■ To be done ■
Your task is to output the data exactly as it stands.

[Object position labeling entries]
────
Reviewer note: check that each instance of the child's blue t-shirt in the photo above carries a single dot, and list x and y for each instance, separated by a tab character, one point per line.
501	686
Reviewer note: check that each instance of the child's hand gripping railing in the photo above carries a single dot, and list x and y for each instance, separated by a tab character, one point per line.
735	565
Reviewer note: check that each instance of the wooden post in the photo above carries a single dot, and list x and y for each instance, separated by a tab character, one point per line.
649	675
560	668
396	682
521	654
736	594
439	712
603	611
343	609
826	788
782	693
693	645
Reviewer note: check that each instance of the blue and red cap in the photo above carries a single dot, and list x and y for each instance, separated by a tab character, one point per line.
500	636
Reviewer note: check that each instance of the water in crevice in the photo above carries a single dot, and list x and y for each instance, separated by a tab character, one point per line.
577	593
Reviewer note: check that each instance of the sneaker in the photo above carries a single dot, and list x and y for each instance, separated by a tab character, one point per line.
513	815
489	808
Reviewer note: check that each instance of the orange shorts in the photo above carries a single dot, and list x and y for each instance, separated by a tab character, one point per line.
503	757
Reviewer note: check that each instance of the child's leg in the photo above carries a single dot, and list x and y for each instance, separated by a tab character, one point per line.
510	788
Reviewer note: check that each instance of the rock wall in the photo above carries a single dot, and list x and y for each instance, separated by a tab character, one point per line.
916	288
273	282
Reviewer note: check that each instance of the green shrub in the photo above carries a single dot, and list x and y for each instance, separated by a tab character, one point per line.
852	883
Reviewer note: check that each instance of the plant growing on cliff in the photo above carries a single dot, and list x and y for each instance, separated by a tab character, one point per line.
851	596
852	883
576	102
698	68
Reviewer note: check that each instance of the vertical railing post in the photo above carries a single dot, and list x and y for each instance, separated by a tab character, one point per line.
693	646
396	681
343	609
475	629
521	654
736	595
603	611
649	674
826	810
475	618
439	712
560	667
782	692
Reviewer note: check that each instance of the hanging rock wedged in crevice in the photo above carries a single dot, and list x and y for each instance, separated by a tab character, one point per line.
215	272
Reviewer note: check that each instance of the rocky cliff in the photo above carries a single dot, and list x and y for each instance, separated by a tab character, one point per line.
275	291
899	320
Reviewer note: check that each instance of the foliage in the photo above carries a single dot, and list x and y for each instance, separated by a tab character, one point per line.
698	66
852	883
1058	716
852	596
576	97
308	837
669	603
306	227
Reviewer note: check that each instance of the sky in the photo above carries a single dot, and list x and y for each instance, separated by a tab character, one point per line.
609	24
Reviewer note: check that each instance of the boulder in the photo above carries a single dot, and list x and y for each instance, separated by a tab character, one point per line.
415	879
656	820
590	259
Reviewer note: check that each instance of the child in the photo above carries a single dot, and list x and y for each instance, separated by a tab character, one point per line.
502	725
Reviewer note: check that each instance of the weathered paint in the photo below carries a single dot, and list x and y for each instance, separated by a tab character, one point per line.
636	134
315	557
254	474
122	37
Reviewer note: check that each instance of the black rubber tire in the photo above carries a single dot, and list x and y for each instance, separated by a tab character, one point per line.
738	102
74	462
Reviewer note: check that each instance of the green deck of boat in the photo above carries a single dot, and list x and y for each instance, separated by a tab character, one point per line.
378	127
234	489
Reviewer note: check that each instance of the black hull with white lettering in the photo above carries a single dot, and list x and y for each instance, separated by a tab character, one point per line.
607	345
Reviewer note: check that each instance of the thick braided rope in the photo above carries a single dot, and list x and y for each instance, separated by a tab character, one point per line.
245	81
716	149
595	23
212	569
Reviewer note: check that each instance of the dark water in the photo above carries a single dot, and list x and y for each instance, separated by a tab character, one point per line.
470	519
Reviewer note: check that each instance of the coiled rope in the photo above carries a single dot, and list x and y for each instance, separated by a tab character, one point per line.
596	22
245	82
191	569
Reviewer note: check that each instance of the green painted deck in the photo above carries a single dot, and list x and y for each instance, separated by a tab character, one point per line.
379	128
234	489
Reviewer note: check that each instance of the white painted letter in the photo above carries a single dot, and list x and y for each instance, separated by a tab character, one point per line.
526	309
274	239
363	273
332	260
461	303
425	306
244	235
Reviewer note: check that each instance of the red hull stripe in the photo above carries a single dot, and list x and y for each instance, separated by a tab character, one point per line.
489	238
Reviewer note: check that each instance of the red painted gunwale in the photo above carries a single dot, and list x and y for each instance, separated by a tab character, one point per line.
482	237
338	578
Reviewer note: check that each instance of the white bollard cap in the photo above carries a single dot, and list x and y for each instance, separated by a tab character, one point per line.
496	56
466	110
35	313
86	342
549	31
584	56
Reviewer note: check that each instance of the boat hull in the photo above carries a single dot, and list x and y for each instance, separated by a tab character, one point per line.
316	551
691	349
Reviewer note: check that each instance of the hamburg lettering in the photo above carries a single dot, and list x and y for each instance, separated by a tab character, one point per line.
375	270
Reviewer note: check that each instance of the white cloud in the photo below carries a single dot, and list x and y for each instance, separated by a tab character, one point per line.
────
■ Task result ■
Reviewer note: check that each instance of the child's blue t-shirt in the photo above carries a single dot, and list x and y for each instance, separated by a tab character, one point per line.
501	686
Reviewer note: check that each instance of the child's hand gripping railing in the photo above carries a single dot, and list x and y for each instance, separated by a tab character, one point per line.
735	565
Reviewer note: check that each instance of the wooden post in the photo above carries a single dot, and list x and y for each instance, separated by a tab character, one point per line.
649	675
560	668
396	682
521	654
736	594
439	712
603	611
343	609
826	788
782	693
693	645
Reviewer note: check that each instance of the blue and red cap in the photo above carries a single dot, and list x and y for each instance, separated by a tab character, one point per line.
500	636
Reviewer note: check that each instance of the water in crevice in the photo above carries a single dot, and list x and y for each instance, separated by a tab character, one point per line.
577	593
Reviewer note: check that each instance of the sneaker in the photo above carries a single dot, and list x and y for each instance, separated by a tab character, one point per line.
513	815
489	808
Reviewer note: check that each instance of the orange shorts in the photo above carries a single dot, and list x and y for each instance, separated by a tab character, one point per line.
503	757
Reviewer note: check that each instance of the child's leg in the photo above carries a single dot, and list x and y for each instance, separated by a tab character, one point per line.
510	788
Reviewer note: check that each instance of the rock wall in the photo above carries a single dot, and list x and y for each instance, separated by a tab character, one point per line.
916	288
273	282
Reviewer note: check that each instance of the green shrub in the photo above carries a single dot, and list x and y for each instance, separated by a tab character, one point per line.
852	883
Reviewer note: check that each instance of the plant growing on cliff in the photo above carries a single dot, and list x and y for each instance, separated by a tab character, one point per line.
851	596
852	883
576	102
698	68
Reviewer note: check that each instance of the vertical railing post in the photo above carries a single dot, and list x and y for each instance, separated by a tab character, one point per line.
693	646
396	681
343	609
475	629
521	654
736	595
603	611
649	674
826	810
475	618
439	712
560	667
782	692
Reviewer note: check that each instance of the hanging rock wedged in crevice in the photo above carries a single dot, and list x and y for each instance, separated by a tab character, one point per line.
215	272
Reviewer note: check that each instance of the rocky cliff in the photo above carries a single dot, and list x and y for each instance, separated by a tab character, one point per line.
275	291
899	320
Reviewer note: check that each instance of the foliage in the photo above carries a single dot, and list x and y for each instance, separated by a tab character, one point per line.
698	66
852	883
1058	716
852	596
576	97
308	837
669	603
306	227
Reviewer note: check that each instance of the sky in the photo above carries a single dot, and list x and y for each instance, separated by a tab character, one point per line.
609	24
Reviewer note: check that each instance of the boulder in the photo above carries a single dot, and list x and y for each instance, separated by a tab character, one point per line.
415	879
656	820
590	259
Reviewer note: check that each instance of the child in the photo above carries a single dot, and list x and y for each instance, separated by a tab character, one point per line.
502	725
Reviewer note: check that each instance of the weathered paint in the photo below carries a single dot, and list x and y for each instance, separated by a tab character, one point per line.
636	134
315	557
254	474
122	37
Reviewer note: check that each instance of the black rubber tire in the photo above carries a single dot, and list x and y for each instance, separated by a tab character, one point per line.
738	102
74	462
Reviewer note: check that each instance of the green deck of boat in the photo above carries a single dot, and list x and y for each instance, separated by a tab character, one point per line.
378	127
234	489
Reviewer note: check that each instance of the black hull with white lettering in the photo above carries a single dot, and list x and y for each instance, separated by a tab character, one point per line.
607	345
Reviewer note: check that each instance of the thick braided rope in the photo above carries a single dot, and list x and y for each instance, separated by a tab character, one point per line.
245	81
716	149
595	23
212	569
Reviewer note: check that each instance of the dark water in the photo above carries a single dot, and list x and y for each instance, separated by a tab character, one point per line.
470	519
Reviewer note: check that each instance of the coiled rope in the photo above carries a single dot, and list x and y for each instance, separated by a tab character, one point per line.
596	22
245	82
191	569
Reviewer note: check that each instance of the green painted deck in the photo above carries a single dot, and list x and y for each instance, separated by a tab character, one point per line.
379	128
234	489
Reviewer note: check that each instance of the white painted letter in the photo above carries a single dot, and list x and y for each instance, separated by a tab character, one point per line.
526	309
274	239
363	273
332	260
461	303
425	306
244	235
Reviewer note: check that each instance of the red hull stripe in the photo above carries a single dot, and list x and y for each instance, separated by a tab character, one point per line.
489	238
Reviewer note: check that each instance of the red painted gunwale in the photo above carries a single dot, and list x and y for each instance, separated by a tab character, one point per line.
482	237
338	578
Reviewer note: check that each instance of the white bollard cap in the photo above carries a single dot, and list x and y for each instance, separated by a tab character, one point per line.
496	56
466	110
35	313
86	342
549	31
584	56
Reviewer note: check that each instance of the boat hull in the photo above carries a single dot, and list x and y for each instance, separated by a tab character, one point per line.
316	551
691	349
Reviewer note: check that each instance of the hamburg lettering in the photo above carries a single dot, and list x and y for each instance, separated by a tab character, one point per line.
375	270
Reviewer note: check that each instance of the white cloud in the photo below carries a single dot, and list x and y for each instance, separated by a tab character, one point per line.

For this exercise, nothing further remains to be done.